Document section.
↓↓↓

In 1993, Americans and Europeans led by Paul Mayewski of the University of New Hampshire and Bernhard Stauffer of the University of Bern in Switzerland finished recovering two new ice cores from the summit of the Greenland ice sheet. More than 40 university and national laboratories participated in the projects. We shared samples, spent time in one another’s labs, replicated one another’s results, proposed ideas, tore them apart and then jointly proposed better ones. One of the justifications for these new cores, located 30 kilometers apart, was to verify and learn more about the 40-year change in climate, an event observed in both cores. The records stored in these cores were more detailed than before and showed that within a 20-year period at the summit of Greenland, where ice is thickest, the amount of snow deposited each year doubled, average annual surface temperature increased by 5 to 10 degrees Celsius and wind speeds increased. The same ice cores also showed that the spatial extent of sea ice decreased, atmospheric-circulation patterns changed, and the size of the world’s wetlands increased. Many of these shifts in parameters, including at least a 4-degree Celsius increase in the average annual air temperature, happened in less than 10 years. These changes were not restricted to Greenland; the global nature of many of these ice-core records showed that low-latitude, continental-scale regions rapidly got warmer and wetter. The most dramatic change occurred 11,700 years ago. But we also found comparable anomalies every several thousand years during the Wisconsin ice age (see Figure 6). Further, Antarctic ice cores also show comparable climate transitions at these times.

↑↑↑

Exercises.
**1)** For each statement, say yes or no to whether it agrees with the Greenland ice-core text, and quote the words of the text that settle it. (a) The two new cores were drilled 30 kilometers apart. (b) Fewer than 20 laboratories took part in the projects. (c) The most dramatic change occurred 11,700 years ago.
**2)** Carry on the Greenland ice-core text past its last sentence.
The lines have no connection to the Greenland ice-core text.

Data extract.
↓↓↓

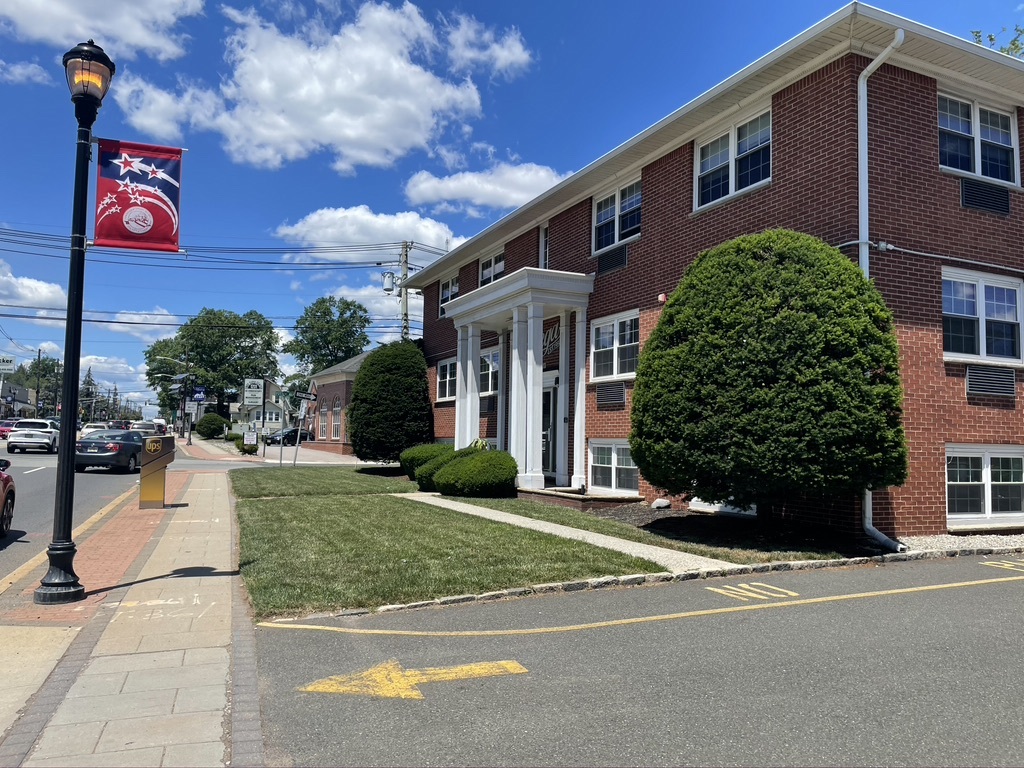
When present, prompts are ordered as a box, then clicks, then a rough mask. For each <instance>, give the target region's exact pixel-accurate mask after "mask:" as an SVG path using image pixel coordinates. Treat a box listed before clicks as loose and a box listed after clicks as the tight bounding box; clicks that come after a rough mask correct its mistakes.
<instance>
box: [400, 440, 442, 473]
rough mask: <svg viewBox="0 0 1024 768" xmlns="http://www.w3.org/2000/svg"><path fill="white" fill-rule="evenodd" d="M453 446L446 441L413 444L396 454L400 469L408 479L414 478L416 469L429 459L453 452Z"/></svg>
mask: <svg viewBox="0 0 1024 768" xmlns="http://www.w3.org/2000/svg"><path fill="white" fill-rule="evenodd" d="M454 453H455V446H453V445H450V444H449V443H446V442H424V443H423V444H421V445H413V447H410V449H406V450H404V451H402V452H401V453H400V454H399V455H398V464H400V465H401V470H402V471H403V472H404V473H406V474H407V475H409V479H410V480H415V479H416V470H418V469H419V468H420V467H422V466H423V465H424V464H426V463H427V462H428V461H430V460H431V459H434V458H436V457H438V456H440V455H442V454H454Z"/></svg>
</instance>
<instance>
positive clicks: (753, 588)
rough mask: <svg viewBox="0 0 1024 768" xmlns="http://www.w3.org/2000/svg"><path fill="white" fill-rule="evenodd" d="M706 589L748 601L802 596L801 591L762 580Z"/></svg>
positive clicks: (712, 587) (745, 601)
mask: <svg viewBox="0 0 1024 768" xmlns="http://www.w3.org/2000/svg"><path fill="white" fill-rule="evenodd" d="M705 589H706V590H710V591H712V592H717V593H718V594H720V595H725V596H726V597H734V598H736V599H737V600H742V601H743V602H746V601H748V600H750V599H751V598H752V597H756V598H757V599H758V600H771V599H772V598H773V597H800V593H799V592H791V591H790V590H784V589H782V588H781V587H772V586H771V585H769V584H762V583H761V582H751V583H750V584H737V585H735V586H733V585H726V586H725V587H705Z"/></svg>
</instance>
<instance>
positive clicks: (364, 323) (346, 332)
mask: <svg viewBox="0 0 1024 768" xmlns="http://www.w3.org/2000/svg"><path fill="white" fill-rule="evenodd" d="M370 324H371V321H370V314H369V312H367V309H366V307H364V306H362V305H361V304H359V303H357V302H355V301H350V300H349V299H340V298H338V297H337V296H325V297H323V298H319V299H316V301H314V302H313V303H312V304H310V305H309V306H307V307H306V308H305V310H304V311H303V312H302V316H301V317H299V321H298V323H296V324H295V337H294V338H293V339H291V340H290V341H288V342H286V343H285V345H284V346H283V347H282V351H283V352H286V353H288V354H293V355H295V358H296V359H297V360H298V361H299V366H300V368H301V370H302V371H303V373H305V374H306V375H309V374H314V373H316V372H317V371H323V370H324V369H327V368H330V367H331V366H334V365H337V364H339V362H341V361H343V360H347V359H348V358H349V357H354V356H355V355H356V354H358V353H359V352H361V351H362V349H364V348H365V347H366V346H367V345H368V344H369V343H370V337H369V336H367V333H366V330H367V328H369V327H370Z"/></svg>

↑↑↑

Task responses.
**1)**
(a) Yes: "located 30 kilometers apart"
(b) No: "More than 40 university and national laboratories participated in the projects."
(c) Yes: "The most dramatic change occurred 11,700 years ago."

**2)**
Climate, from the Bottom Down
One can also learn a lot about what controls climate by studying sediments on the ocean floor. These sediments contain the decayed remains of ocean organisms and inorganic material from the erosion of rocks. Ocean organisms assimilate chemical compounds from the water as they grow, and the compounds they incorporate are partially determined by the environment in which they live. Thus the decayed remains of the organisms that fall to the ocean floor contain a record of what chemical compounds were available and the temperature of the water in which they lived.
For example, consider an ocean-sediment core collected at Bermuda Rise, a place where ocean currents deposit a lot of sediment. The oxygen-18/oxygen-16 ratio of seawater varies through time depending on how much water is locked in ice sheets and how much water is in the ocean (see Figure 7). The near surface–dwelling foraminiferan Globigerinoides ruber uses seawater to make its shell. By measuring the oxygen isotopic composition of the shells recovered from an ocean core, we can determine how much water was locked up in ice sheets when the foraminiferan was living. Likewise, the bottom-dwelling foraminiferan Nutallides umbonifera incorporates cadmium and calcium in its shell. By measuring the ratio of cadmium to calcium in the shells recovered from an ocean core, we can tell where the bottom water came from when the foraminiferan was living. High values of the cadmium-to-calcium ratio indicate that the water near the bottom came to the Bermuda Rise from the south, whereas a low ratio indicates that the bottom water came from the north.

Ocean sediments also contain ground-up rock, which is transported and deposited by ocean currents, just as wind carries airborne dust to be deposited on ice sheets. The mineralogy of the ground-up rock can be used to identify where it came from. For example, a layer of hematite-rich sediments in ocean cores near Bermuda indicates that ocean currents were transporting material from the east coast of Canada to Bermuda when the sediments in the layer were deposited.

To determine what the temperature of the ocean surface was in the past we can use organic compounds made by phytoplankton. Phytoplankton live near the ocean surface where there is light for photosynthesis. Some phytoplankton produce compounds know as alkenones which are straight chains of carbon atoms. Along these chains of carbon there can be two or three double bonds. The number of double bonds depends on the water temperature. The double bonds are thought to keep the cell membrane pliable in cold water. When the phytoplankton die, the alkenones fall to the bottom and become incorporated into the sediment. By measuring the ratio of different types of alkenones we can determine what the surface water temperature was when the phytoplankton were living.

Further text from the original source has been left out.